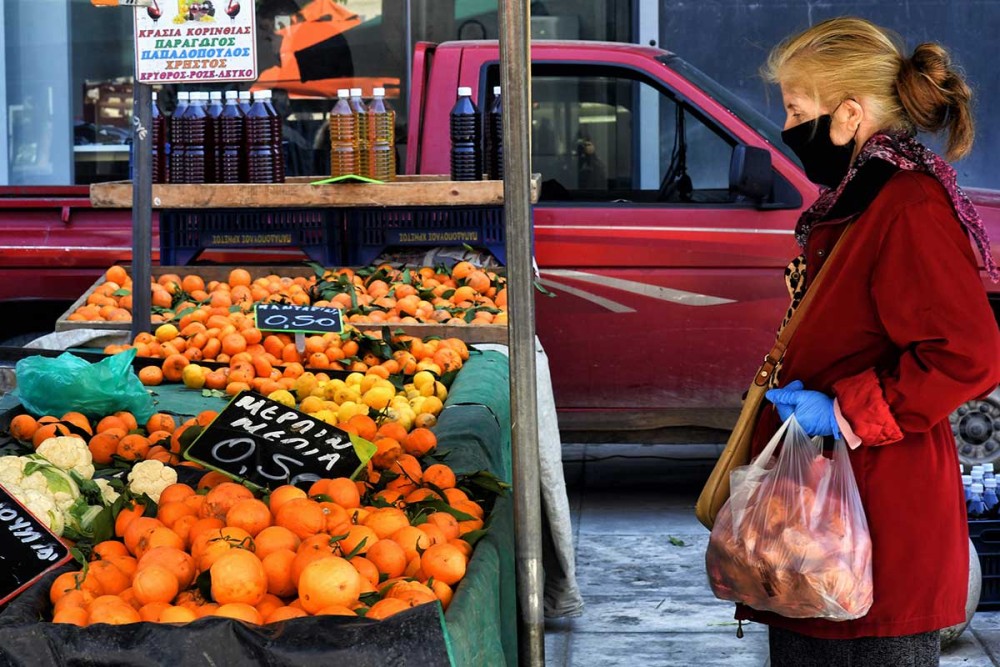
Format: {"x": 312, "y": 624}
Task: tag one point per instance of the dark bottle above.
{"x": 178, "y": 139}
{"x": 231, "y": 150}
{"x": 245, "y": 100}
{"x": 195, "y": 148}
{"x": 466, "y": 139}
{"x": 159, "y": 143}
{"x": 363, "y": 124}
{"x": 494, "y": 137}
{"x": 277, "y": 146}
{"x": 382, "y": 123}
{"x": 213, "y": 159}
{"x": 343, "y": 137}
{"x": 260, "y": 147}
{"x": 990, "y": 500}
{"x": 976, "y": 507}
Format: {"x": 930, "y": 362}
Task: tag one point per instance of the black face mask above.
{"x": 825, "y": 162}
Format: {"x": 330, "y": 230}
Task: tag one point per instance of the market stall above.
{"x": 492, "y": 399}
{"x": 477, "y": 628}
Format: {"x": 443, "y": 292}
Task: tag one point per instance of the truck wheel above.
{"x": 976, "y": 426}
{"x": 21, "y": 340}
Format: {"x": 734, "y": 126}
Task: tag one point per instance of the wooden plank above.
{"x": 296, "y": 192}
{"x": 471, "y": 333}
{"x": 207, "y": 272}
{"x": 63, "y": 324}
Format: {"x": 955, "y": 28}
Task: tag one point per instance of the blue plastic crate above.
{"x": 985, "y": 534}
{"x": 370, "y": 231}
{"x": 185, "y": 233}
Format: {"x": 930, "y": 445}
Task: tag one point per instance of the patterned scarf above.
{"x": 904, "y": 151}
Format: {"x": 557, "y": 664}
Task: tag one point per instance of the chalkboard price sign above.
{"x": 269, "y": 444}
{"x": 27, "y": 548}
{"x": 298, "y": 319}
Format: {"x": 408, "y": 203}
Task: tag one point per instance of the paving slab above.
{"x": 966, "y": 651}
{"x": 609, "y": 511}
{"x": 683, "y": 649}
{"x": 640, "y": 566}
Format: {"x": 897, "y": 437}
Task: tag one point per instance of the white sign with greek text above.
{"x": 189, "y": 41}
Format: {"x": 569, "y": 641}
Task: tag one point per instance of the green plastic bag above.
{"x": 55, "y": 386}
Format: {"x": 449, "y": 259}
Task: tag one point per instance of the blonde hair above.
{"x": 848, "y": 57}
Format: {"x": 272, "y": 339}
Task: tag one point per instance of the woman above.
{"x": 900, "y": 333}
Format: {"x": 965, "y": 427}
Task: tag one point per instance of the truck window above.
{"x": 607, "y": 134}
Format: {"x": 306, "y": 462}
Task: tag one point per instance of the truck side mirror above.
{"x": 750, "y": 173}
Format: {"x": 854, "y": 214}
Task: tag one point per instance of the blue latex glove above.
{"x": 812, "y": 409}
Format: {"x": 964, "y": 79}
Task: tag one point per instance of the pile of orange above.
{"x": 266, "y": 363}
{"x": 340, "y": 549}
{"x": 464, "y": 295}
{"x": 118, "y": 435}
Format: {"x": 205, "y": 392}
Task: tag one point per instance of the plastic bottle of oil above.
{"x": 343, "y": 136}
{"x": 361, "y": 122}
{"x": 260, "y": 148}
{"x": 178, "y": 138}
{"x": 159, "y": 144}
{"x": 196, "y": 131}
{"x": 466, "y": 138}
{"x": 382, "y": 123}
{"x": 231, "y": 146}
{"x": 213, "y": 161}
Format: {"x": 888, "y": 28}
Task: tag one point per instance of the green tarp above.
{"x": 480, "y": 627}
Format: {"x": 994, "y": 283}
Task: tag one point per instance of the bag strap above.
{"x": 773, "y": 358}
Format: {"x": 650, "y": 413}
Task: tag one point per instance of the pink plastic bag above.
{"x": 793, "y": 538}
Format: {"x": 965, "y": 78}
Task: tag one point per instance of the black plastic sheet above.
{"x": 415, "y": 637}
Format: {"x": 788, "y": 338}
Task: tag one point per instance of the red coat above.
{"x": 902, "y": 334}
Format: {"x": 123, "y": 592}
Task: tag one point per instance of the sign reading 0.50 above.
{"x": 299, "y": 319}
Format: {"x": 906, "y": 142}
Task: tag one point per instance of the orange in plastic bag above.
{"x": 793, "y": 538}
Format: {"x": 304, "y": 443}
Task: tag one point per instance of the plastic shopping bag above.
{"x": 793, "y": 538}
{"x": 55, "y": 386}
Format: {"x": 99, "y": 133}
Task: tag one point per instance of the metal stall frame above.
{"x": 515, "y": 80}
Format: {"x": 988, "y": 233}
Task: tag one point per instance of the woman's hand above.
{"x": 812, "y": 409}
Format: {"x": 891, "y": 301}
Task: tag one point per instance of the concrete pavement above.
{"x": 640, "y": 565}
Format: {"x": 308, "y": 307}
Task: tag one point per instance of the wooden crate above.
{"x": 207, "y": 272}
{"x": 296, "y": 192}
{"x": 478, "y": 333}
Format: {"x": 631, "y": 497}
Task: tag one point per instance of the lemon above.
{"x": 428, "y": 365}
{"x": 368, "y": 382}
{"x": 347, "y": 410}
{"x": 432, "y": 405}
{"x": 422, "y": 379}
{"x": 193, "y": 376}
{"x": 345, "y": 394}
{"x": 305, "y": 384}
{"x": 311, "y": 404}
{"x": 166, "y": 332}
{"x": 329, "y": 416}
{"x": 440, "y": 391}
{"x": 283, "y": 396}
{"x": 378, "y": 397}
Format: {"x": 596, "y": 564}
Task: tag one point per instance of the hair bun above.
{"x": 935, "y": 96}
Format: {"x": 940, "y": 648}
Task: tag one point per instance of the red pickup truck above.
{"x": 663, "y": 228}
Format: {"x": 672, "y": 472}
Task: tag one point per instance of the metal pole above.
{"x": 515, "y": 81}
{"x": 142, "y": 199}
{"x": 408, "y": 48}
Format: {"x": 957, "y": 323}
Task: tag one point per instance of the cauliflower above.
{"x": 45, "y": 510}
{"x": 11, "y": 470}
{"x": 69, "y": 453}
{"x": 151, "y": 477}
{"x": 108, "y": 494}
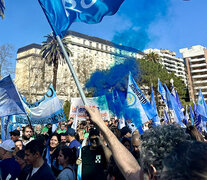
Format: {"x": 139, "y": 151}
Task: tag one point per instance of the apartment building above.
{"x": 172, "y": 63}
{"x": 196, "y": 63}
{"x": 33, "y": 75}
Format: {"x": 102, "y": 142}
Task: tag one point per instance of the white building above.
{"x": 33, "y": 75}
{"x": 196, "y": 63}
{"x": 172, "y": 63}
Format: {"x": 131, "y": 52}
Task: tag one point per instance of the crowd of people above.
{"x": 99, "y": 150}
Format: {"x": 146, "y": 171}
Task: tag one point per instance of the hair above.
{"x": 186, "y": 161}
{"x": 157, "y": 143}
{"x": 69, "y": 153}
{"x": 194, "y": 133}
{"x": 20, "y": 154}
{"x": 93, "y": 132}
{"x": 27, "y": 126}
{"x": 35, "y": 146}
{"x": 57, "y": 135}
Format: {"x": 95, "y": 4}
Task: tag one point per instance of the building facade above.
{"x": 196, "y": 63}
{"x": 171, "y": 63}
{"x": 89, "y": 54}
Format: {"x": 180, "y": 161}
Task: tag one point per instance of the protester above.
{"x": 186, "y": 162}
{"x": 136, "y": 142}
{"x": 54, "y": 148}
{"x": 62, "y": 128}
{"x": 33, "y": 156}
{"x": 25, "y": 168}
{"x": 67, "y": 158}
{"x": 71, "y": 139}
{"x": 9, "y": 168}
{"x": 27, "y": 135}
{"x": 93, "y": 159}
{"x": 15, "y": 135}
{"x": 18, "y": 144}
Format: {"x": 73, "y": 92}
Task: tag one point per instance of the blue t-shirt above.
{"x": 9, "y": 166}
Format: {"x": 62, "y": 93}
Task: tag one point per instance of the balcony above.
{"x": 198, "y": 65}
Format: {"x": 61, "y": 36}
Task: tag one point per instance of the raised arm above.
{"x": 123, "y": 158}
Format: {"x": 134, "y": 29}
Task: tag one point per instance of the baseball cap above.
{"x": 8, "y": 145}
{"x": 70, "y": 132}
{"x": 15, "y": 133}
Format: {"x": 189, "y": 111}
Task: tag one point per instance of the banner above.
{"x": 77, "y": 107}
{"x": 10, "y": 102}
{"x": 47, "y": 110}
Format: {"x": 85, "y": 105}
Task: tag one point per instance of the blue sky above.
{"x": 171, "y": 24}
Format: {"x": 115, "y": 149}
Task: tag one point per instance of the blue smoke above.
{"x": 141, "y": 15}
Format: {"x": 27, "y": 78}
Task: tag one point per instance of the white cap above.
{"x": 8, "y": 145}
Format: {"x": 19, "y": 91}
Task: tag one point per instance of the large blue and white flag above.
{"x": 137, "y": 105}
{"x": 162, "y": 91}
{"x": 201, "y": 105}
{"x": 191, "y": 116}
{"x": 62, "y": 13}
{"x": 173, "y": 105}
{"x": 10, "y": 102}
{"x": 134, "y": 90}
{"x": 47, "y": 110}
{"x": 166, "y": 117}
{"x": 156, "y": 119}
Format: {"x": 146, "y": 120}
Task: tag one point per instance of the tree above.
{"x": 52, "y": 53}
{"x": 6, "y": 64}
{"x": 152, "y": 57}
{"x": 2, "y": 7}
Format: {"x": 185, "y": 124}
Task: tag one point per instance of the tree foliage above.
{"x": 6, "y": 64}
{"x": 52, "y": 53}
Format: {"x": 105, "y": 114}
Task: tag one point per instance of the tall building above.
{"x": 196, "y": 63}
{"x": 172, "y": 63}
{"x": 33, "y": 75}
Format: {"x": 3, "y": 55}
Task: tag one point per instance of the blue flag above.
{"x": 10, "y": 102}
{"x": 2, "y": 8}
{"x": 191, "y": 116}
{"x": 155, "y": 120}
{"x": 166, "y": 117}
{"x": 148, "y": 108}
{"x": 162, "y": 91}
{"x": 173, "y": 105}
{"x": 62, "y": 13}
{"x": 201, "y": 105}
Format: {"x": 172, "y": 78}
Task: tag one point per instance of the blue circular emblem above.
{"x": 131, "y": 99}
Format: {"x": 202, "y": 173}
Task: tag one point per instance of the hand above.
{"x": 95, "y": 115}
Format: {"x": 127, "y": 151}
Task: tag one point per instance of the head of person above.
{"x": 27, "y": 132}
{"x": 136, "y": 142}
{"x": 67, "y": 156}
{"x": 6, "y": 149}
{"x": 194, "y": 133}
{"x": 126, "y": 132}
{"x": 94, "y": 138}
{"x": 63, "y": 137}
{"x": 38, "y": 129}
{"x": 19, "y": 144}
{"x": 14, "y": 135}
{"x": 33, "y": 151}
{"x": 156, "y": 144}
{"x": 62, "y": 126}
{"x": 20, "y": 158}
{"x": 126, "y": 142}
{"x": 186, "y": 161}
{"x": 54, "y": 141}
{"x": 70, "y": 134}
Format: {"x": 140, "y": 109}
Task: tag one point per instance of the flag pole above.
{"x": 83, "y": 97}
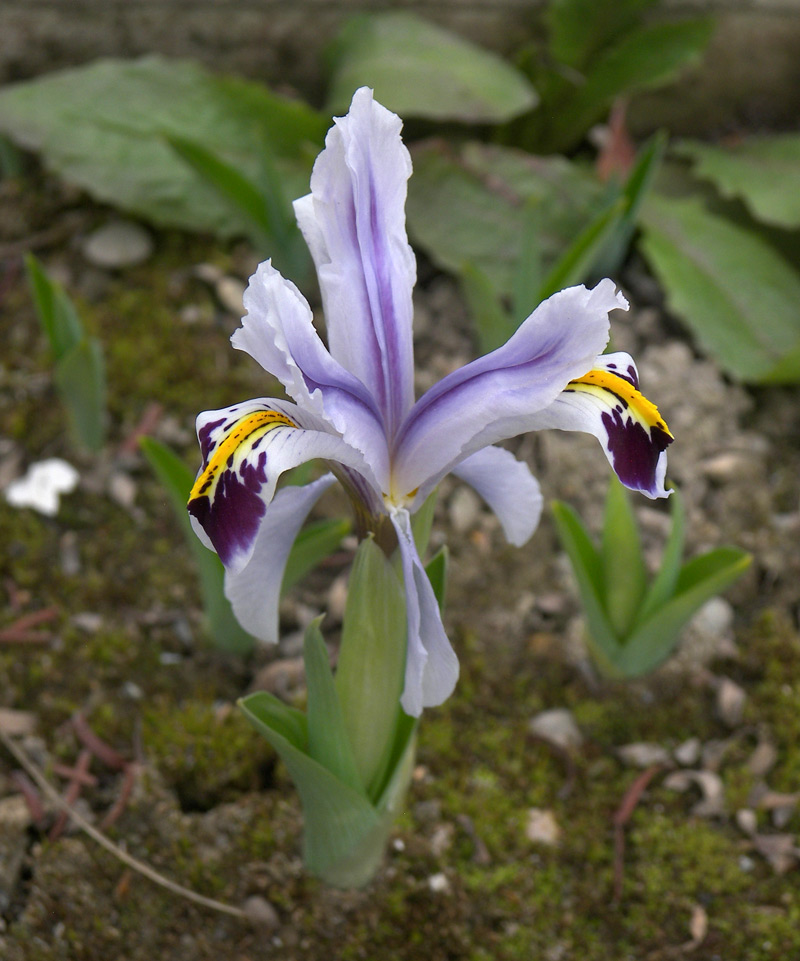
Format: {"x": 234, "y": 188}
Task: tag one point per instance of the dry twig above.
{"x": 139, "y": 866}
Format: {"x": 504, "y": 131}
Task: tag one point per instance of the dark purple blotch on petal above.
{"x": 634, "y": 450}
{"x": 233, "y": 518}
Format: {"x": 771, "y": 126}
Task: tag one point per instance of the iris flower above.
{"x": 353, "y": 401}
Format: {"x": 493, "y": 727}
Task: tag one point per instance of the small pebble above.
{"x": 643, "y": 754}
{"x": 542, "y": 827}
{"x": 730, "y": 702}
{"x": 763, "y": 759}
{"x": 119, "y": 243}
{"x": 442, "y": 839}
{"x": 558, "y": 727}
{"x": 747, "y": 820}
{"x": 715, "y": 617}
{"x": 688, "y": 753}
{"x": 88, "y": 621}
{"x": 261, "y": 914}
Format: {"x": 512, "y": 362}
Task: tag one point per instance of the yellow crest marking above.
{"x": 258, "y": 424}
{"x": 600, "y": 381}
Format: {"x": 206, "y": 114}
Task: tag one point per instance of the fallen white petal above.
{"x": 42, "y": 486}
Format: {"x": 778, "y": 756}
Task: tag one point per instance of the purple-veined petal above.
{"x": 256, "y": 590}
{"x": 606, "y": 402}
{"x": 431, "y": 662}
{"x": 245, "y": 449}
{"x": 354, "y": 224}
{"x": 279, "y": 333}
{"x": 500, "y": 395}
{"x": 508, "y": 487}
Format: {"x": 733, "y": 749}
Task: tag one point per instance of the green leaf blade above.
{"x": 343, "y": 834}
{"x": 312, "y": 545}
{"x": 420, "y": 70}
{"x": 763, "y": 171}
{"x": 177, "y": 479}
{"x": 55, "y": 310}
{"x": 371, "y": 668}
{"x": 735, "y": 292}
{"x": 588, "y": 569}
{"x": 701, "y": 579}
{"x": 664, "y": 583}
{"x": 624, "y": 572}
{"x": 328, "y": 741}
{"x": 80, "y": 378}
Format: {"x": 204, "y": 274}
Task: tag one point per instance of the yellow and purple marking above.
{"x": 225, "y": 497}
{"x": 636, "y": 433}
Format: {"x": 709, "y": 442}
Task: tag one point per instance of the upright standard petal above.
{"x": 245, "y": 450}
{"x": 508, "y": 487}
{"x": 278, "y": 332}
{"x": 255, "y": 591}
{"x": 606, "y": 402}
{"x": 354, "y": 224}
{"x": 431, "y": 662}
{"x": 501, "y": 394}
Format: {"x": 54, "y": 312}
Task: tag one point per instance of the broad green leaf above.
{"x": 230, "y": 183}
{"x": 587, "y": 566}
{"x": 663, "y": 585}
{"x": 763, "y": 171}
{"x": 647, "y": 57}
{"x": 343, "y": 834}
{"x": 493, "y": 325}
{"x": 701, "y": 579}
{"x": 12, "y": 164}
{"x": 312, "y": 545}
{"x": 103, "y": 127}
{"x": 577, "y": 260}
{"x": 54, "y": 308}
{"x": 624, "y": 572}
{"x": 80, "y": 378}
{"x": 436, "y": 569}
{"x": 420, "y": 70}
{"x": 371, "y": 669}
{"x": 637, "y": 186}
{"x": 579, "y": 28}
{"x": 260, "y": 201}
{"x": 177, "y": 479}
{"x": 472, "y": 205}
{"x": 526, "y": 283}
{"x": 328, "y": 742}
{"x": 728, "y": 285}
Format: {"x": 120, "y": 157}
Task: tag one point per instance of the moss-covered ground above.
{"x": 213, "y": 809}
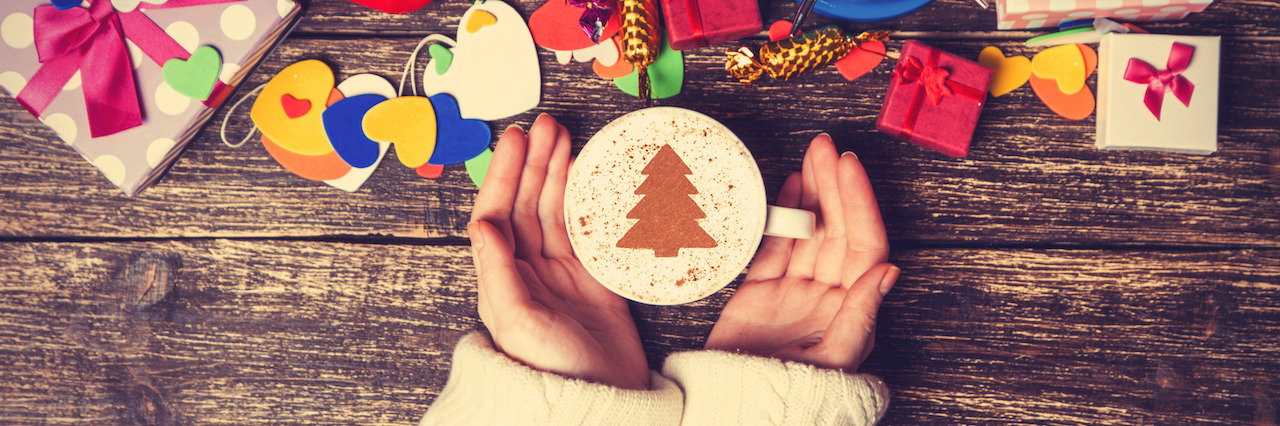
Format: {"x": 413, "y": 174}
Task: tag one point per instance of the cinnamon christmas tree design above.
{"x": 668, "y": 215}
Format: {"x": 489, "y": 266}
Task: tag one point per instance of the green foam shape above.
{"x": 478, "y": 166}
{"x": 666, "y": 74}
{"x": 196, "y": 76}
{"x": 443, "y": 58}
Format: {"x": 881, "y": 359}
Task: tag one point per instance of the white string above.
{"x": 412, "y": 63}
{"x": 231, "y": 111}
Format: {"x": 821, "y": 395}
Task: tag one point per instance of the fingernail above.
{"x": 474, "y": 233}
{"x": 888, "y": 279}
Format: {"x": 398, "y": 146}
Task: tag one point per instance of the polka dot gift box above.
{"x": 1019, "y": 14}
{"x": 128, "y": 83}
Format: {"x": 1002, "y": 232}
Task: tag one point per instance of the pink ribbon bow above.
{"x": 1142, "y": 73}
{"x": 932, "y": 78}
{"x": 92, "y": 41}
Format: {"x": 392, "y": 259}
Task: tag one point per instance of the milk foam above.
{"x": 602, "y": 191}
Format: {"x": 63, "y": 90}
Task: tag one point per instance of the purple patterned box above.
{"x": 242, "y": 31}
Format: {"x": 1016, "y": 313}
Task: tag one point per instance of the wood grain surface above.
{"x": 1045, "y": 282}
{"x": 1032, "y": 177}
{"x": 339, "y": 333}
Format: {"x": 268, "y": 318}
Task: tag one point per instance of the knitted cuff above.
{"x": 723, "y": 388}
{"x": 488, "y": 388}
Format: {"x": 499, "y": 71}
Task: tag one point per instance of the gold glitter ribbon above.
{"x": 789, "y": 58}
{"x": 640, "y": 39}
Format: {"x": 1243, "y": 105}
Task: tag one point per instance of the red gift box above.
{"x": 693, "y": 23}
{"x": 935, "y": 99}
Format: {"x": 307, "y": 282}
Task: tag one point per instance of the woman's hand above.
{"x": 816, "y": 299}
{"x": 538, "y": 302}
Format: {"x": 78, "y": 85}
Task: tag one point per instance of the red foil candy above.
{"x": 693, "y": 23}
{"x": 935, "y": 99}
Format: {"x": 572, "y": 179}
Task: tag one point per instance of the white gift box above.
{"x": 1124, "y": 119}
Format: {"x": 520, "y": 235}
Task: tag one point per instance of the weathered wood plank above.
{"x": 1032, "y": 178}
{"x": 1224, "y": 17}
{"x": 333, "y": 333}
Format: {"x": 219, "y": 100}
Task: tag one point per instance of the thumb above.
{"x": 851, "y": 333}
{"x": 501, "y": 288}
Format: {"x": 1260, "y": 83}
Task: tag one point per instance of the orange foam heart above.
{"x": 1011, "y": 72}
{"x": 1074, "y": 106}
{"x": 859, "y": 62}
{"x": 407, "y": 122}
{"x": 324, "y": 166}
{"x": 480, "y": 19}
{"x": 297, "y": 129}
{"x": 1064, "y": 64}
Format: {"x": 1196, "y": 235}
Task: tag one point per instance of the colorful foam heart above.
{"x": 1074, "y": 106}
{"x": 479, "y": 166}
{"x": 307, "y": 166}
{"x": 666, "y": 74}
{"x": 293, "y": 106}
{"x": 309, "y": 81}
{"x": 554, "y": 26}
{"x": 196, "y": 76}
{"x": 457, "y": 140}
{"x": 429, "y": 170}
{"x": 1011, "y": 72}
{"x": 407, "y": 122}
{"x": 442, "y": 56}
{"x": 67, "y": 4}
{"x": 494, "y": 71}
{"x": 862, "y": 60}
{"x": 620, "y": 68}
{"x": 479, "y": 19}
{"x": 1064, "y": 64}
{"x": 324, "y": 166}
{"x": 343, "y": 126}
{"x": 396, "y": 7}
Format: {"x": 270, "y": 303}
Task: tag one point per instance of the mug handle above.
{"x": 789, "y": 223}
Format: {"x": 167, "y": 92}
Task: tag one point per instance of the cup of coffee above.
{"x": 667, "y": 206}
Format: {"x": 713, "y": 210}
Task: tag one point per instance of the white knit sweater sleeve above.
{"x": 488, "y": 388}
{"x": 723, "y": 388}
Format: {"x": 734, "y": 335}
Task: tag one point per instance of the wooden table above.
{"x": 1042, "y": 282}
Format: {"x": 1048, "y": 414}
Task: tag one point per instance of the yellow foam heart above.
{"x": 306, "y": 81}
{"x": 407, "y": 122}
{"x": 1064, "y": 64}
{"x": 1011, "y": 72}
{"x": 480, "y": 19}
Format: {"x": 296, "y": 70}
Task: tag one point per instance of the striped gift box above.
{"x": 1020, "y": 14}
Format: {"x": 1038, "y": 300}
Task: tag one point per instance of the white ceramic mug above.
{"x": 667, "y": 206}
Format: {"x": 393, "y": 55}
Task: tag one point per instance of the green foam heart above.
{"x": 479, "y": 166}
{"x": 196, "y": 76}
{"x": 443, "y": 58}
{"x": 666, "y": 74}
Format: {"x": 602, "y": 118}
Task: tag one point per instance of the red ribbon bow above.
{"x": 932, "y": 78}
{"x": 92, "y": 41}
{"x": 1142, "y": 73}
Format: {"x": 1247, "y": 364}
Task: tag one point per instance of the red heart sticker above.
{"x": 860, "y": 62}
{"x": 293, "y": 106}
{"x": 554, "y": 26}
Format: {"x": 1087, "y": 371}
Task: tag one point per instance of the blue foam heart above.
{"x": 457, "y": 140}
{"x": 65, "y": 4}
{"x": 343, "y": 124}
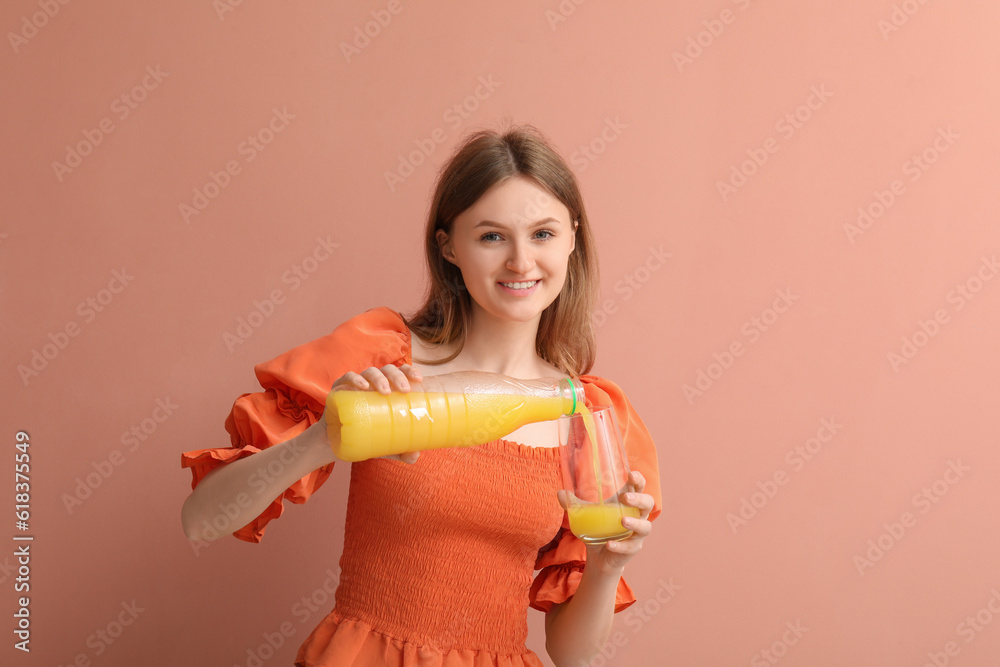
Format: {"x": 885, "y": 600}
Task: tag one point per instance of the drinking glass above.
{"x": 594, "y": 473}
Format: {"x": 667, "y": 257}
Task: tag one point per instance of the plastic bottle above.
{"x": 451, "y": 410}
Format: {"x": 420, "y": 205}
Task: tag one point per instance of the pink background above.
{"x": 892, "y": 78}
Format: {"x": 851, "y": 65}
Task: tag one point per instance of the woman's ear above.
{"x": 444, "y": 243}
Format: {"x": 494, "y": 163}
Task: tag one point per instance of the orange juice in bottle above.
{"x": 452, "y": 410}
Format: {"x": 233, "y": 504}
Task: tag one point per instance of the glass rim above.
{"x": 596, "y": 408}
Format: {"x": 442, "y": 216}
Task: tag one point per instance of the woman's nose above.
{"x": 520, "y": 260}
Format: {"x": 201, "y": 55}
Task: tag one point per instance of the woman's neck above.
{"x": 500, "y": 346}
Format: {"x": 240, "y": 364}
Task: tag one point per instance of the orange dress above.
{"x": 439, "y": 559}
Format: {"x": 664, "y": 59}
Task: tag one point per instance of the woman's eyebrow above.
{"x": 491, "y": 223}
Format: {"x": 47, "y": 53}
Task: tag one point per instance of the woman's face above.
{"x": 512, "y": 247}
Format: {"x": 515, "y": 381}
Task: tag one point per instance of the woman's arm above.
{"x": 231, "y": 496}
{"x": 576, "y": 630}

=-=-=-=-=

How many lines in the items above contain the word "petal"? Reply with the number only.

--- ANSWER TO THE TASK ---
4